### TASK INSTRUCTIONS
Copy every line of the data exactly, leaving nothing out.

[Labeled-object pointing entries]
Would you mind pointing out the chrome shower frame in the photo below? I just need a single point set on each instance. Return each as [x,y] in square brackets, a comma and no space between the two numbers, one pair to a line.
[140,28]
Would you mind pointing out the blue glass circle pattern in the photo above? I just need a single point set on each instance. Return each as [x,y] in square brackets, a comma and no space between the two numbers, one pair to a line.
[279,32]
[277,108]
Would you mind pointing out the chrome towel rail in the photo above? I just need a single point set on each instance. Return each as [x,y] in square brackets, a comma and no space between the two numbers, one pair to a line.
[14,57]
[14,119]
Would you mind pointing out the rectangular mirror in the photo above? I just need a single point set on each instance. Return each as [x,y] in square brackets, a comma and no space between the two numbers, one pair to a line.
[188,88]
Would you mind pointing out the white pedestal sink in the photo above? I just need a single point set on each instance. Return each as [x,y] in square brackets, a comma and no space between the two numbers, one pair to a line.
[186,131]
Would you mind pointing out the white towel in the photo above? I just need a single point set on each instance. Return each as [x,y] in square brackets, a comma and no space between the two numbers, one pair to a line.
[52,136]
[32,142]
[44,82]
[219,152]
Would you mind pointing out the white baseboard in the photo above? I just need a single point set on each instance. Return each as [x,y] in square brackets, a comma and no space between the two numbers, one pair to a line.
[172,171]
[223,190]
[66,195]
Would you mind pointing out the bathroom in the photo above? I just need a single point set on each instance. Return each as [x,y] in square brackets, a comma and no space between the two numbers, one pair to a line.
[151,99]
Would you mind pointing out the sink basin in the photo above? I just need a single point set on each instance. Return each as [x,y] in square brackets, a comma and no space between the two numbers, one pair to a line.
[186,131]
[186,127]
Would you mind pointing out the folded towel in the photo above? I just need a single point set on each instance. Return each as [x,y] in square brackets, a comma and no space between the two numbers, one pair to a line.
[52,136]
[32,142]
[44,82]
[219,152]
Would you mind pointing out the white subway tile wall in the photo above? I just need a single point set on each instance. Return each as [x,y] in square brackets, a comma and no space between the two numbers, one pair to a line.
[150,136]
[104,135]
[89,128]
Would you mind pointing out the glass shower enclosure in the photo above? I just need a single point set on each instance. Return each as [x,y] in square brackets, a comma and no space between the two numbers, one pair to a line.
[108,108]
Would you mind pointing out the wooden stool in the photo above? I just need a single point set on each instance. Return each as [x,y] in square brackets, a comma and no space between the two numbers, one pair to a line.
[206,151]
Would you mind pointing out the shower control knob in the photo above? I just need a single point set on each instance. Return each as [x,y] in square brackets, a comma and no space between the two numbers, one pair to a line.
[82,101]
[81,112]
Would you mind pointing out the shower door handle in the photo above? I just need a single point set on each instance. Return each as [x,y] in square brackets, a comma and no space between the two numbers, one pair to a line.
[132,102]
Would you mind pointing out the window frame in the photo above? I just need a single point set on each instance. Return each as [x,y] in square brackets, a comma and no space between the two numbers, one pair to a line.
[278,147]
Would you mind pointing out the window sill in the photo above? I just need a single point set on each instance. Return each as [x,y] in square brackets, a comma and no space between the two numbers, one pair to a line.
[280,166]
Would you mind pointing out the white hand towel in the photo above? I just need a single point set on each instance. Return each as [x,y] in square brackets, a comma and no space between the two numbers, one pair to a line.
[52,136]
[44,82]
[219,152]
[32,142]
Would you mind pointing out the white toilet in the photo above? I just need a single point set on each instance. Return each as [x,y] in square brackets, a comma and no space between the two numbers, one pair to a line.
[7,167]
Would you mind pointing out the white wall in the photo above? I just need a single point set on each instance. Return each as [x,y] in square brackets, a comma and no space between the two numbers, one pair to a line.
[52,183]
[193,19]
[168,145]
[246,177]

### RESULT BELOW
Would you mind pointing out the chrome shower frame in the photo below? I just need a single point set on each instance. Return each as [x,y] in square brackets, a comma and no space between the two numbers, one pair to a line.
[140,28]
Would you mind pointing out the blue glass circle pattern in the photo above? I just need a single point set on each instance. Return each as [x,y] in square brackets, a comma and no space between the two numbers, one pair to a line.
[279,32]
[277,108]
Would you mind pointing out the chrome towel rail in the photo above? I just need a single point set on each instance. Return each as [x,y] in square brackets, a comma and no space between the two numbers, one pair to a line.
[14,57]
[14,119]
Would you mind pointing out the rectangular mirror in the photo above? I just need a single point set on each instance. Return each as [x,y] in square brackets, a comma and no space between the two numbers, one pair to a line.
[188,88]
Would you mind pointing out the white pedestal sink in the photo above? I just need a single point set on each instance. Return each as [x,y] in square brackets, a comma and no space between the two numbers, one pair to a line.
[186,131]
Would you mind pointing out the white towel in the photo above? I just need a single point set on each instance. Return each as [x,y] in square brackets, a comma and no space between the two numbers, one pair to a line.
[52,136]
[32,142]
[44,82]
[219,152]
Would you mind pointing out the white baseboard in the photo above? I just need a single point set on each instance. Return each as [x,y] in square brackets, a comma and no space between the two numbers, one pair to a line.
[172,171]
[223,190]
[66,195]
Would you mind pointing out the bathroom in the photo above? I just need a single point set on each instance. Return each as [x,y] in square brackets, a comma and no space between the two numbers, one pair to a line.
[151,99]
Would you mind pointing out the sink basin in the photo above? I just need a single point set on each instance. Return each as [x,y] in square brackets, a comma and no space between the two numbers, one pair to a line.
[186,131]
[186,127]
Would you mind pointing out the folded towel in the photo above? I just need a single point set on each instance. Return each as [x,y] in square brackets, a comma and no space between the two numbers, one pair to a line.
[52,136]
[32,142]
[44,82]
[219,152]
Would you mind pointing out the white subway tile wall in the photo above? I just need a single point set on each instance. Return each as [x,y] in square brackets, a comma and no space between the two numbers, one pair to a line.
[150,136]
[104,135]
[89,128]
Would you mind pointing out the glass shower enclosure in the photo above? I just need a single point set on each instance. Return each as [x,y] in square brackets, a comma and no space between the two numbers, one pair to a line.
[108,108]
Would you mind pointing out the wooden stool in the photo above? I just need a single point set on each instance. Return each as [x,y] in square brackets, a comma and no space between the two numbers, one pair to a line.
[206,151]
Would you mind pointing out the shower control knob in the photo above? I just need a single point set on each instance. Return each as [x,y] in square brackets, a comma and no space between the two numbers, one pair to a line.
[82,101]
[81,112]
Would you mind pointing out the shower door handle in the photo above? I just need a single point set on each instance. Return each as [x,y] in square brackets, a comma and no space between the two numbers, one pair to a line.
[132,102]
Would you mind pointing out the window frame in the photo above? I just need a single point set on each instance. Return each as [x,y] in square brackets, a comma and no space between the two numbers, one pair to a line.
[278,147]
Would you mind pointing out the window sill in the photo above? I just need a single point set on each instance. Return each as [x,y] in square brackets, a comma and no space between the two numbers, one pair to a line.
[280,166]
Would you mind pointing out the white hand towel in the photo above? I just need a single point set on each instance. Return each as [x,y] in square brackets, a comma and no space between the two numbers, one pair to a line.
[52,136]
[44,82]
[219,152]
[32,142]
Would you mind pointing out the white toilet in the photo above? I just need a single point set on each instance. Return each as [x,y] in square brackets, a comma and no space between the two numbers, one pair to a line.
[7,167]
Would you mind pointing out the white wall in the photo above? I just need a single point set on each instance. Return each as [x,y] in square brackets, a comma and no space between the two numbers, one pair to a line.
[52,183]
[193,19]
[168,145]
[246,177]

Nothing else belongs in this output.